▶ [TASK GOAL]:
Would you please write out the records below exactly as they appear?

DATA EXTRACTS START

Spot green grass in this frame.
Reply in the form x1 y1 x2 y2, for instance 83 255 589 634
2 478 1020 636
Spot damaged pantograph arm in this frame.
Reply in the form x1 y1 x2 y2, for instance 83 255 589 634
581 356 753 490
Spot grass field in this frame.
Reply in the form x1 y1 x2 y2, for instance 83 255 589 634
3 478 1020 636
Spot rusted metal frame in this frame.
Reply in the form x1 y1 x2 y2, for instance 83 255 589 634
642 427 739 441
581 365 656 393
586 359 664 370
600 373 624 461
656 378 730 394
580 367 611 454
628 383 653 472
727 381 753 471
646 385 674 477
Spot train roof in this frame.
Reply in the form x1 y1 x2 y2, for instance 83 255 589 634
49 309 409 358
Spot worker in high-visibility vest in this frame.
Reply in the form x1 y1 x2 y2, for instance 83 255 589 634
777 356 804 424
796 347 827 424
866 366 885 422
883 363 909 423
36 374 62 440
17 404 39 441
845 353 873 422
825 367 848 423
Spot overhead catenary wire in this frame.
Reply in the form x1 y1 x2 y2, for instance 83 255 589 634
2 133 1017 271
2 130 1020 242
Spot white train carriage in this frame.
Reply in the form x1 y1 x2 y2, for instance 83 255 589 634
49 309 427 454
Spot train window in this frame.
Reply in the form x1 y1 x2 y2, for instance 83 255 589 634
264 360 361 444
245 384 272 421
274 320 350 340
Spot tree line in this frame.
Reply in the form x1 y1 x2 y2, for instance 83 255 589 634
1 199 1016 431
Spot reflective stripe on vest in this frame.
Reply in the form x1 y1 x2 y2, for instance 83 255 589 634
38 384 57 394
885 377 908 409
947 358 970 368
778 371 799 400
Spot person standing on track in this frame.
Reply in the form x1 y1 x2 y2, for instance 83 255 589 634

DATA EXTRACTS END

▶ [RESULT OF THE EXERCISE]:
Spot green grass in this frame.
Reply in the form x1 y1 x2 y2, for instance 83 255 589 634
2 478 1020 636
Spot damaged pantograph arm in this frame.
Reply in the form x1 y1 x2 y2, for instance 83 255 589 634
581 356 753 490
Spot grass field in this frame.
Reply in the form x1 y1 x2 y2, for instance 83 255 589 634
3 478 1020 636
Spot rusted metal frame in this frame.
Reply in the form x1 y1 x2 y2, for instance 83 255 589 634
642 427 739 441
581 365 656 393
586 359 664 370
600 373 624 461
656 378 730 394
580 367 611 454
628 383 653 472
727 381 753 471
646 385 674 477
Spot train roof in this frame.
Reply in the form x1 y1 x2 y2, for instance 83 255 589 634
49 309 409 358
Spot worker in high-visibility vest in this frame.
Reply in the form x1 y1 x2 y2, for instance 83 255 589 634
777 356 804 424
796 347 827 424
866 366 885 422
883 363 909 423
36 374 62 440
17 404 39 441
845 353 873 422
825 367 848 423
Spot overhead catenary wire in this frame.
Reply in the form x1 y1 x2 y2, for instance 83 255 589 634
2 133 1017 271
2 130 1020 242
Spot white train carriage in this frame.
Reply in the form x1 y1 x2 y2, for instance 83 255 589 634
49 309 427 454
Spot train window in this frame.
Reply in the form x1 y1 x2 y2, for instance 83 255 589 634
264 360 361 444
245 384 272 421
274 320 350 340
Spot tree line in this frame.
Reply in the form x1 y1 x2 y2, for instance 83 255 589 634
1 199 1016 431
Spot reflective stripe on vest in this frame.
Reply in the form x1 y1 x2 y2, for instance 83 255 589 634
38 384 57 394
885 377 908 409
947 358 970 368
778 371 799 400
Spot person standing on track in this frame.
Reply in the form x1 y1 x2 y2, for instance 83 255 589 634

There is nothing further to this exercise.